» Passage:
········
I absolutely hate those “let’s go around the circle and introduce ourselves” exercises. Making children do them seems especially cruel.
Don’t you think it’s good to train children to be able to talk to strangers, in public and introduce themselves? I know it’s stressful but I think it is useful.
That’s just not how people introduce themselves out in the real world though.
work is the real world and i have some news
The problem is the lack of structure.
I organize a lot of workshops involving people from experts to executives, where you always need an introduction round, and I give them a structure to follow. Makes the task it easier, but it’ll also be much more useful for the group, as we’ll focus in the aspects of a person that matter for the context of the workshop.
For a class intro in primary school, it could be:
- name and age
- nickname you’d like others to call you
- favorite subject
- favorite hobby / free time activity
I just made this up, but a teacher could probably come up with something even more fitting.
The point is, always give people structure or guidance, you’ll get much more out of similar introduction rounds.
Sure but in the real world you will sometimes get this and sometimes get no structure. It’s been about 50/50 for me so far. Being able to do either on the fly is good.
What do you think is different compared to when you join some new company, training or club and you are asked to present yourself to the group?

That happens a lot less than you think. And I try to avoid clubs etc that do that nonsense.
I have done this innumerable times at multiple jobs. Maybe it happens a lot more than you think
Maybe I just have a good job.
I’ve had great jobs, introducing yourself at meetings that include people you don’t know is just part of it
Depends on the job but this happens all the time for me because I often have to sit in meetings with customers (b2b company) and so usually we have to introduce ourselves at the start of the meeting.
Not to mention when I conduct technical interviews we have to introduce ourselves although you get more control over the introductions when you are the interviewer.
Maybe you are missing some nice encounters then.
Someone in our new partner team has scheduled a meeting for 11am today for us to introduce ourselves to each other.
Guess how it’s going to be structured
I’m so sorry.
You throw a ball at each other and whoever holds it needs to introduce themselves?
Depends how many of these kids will end up in AA meetings
I guess the teachers will just have to make educated guesses based on which students they presume will end up strung out, and then have only those kids practice the introductions.
(But, for real, I’ve encountered this shit in numerous workplaces)
Yeah, and the people who do it in social situations are usually corporate drones.
It’d just be a lot less horrible if you don’t have to come up with something to say about yourself. Kids are RUTHLESS and if you’re not quick on your feet, or even if you are, but the thing you say can be taken wrong, you will be bullied for the rest of your time in school over it. Unless you luck out and someone else’s thing is even worse.
········
» Extracted records:
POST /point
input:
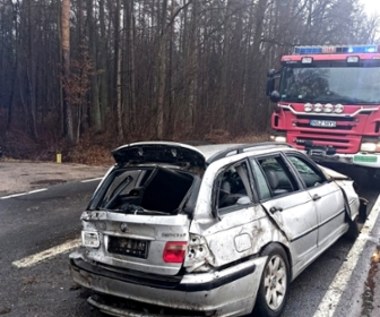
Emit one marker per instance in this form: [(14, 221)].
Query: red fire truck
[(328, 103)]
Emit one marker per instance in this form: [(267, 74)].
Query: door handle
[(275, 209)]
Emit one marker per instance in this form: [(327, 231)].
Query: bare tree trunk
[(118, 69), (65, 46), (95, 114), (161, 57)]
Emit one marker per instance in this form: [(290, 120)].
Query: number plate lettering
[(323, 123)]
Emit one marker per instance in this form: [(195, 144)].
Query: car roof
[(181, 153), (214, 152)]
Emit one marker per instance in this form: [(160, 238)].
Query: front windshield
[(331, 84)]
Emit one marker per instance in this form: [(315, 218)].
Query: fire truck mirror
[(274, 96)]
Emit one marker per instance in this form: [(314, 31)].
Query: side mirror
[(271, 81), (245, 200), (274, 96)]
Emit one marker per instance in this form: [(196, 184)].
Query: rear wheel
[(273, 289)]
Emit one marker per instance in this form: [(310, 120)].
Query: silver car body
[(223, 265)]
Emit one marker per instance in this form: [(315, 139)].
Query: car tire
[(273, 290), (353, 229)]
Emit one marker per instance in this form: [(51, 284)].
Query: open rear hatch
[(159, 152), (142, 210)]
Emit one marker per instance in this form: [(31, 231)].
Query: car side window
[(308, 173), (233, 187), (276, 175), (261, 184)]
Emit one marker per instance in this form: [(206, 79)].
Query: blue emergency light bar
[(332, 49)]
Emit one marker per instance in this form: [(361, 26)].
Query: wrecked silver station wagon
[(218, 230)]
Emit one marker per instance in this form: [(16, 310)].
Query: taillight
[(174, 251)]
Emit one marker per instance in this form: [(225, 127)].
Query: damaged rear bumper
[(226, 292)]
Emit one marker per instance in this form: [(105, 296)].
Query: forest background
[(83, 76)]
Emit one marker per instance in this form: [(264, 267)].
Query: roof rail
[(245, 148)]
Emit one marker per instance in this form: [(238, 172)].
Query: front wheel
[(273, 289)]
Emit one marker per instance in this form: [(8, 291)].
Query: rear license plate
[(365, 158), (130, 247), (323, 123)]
········
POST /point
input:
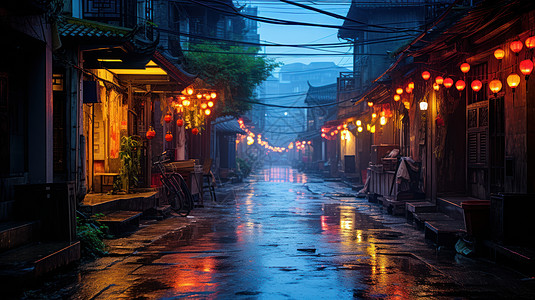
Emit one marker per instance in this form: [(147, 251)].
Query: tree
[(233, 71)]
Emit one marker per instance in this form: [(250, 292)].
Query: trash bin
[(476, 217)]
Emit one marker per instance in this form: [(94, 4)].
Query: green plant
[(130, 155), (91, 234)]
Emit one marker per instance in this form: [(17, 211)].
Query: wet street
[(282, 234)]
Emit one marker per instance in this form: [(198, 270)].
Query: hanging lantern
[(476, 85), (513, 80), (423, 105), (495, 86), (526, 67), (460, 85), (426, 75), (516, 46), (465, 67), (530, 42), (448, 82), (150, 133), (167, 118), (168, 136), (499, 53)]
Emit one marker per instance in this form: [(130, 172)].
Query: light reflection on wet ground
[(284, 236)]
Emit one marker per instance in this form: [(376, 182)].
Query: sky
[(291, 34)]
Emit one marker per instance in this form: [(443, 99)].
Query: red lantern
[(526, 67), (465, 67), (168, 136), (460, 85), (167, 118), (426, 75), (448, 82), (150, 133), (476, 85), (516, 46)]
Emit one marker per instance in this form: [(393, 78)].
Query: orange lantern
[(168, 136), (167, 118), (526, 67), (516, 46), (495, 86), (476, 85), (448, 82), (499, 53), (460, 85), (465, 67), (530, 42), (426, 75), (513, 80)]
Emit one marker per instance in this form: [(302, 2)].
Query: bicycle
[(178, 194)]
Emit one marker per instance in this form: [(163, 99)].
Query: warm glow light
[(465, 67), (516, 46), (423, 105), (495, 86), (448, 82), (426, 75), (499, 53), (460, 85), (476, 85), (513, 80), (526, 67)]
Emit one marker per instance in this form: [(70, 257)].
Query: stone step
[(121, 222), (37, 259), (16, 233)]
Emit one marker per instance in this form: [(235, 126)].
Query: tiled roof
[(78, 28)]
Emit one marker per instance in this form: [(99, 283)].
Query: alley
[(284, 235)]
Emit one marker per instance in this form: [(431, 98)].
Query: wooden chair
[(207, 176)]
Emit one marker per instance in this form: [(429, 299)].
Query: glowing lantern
········
Write out the part of the discussion about introduction exercises that opens with the words "I’ve had great" and closes with "of the meeting.", switching "customers" to "clients".

I’ve had great jobs, introducing yourself at meetings that include people you don’t know is just part of it
Depends on the job but this happens all the time for me because I often have to sit in meetings with clients (b2b company) and so usually we have to introduce ourselves at the start of the meeting.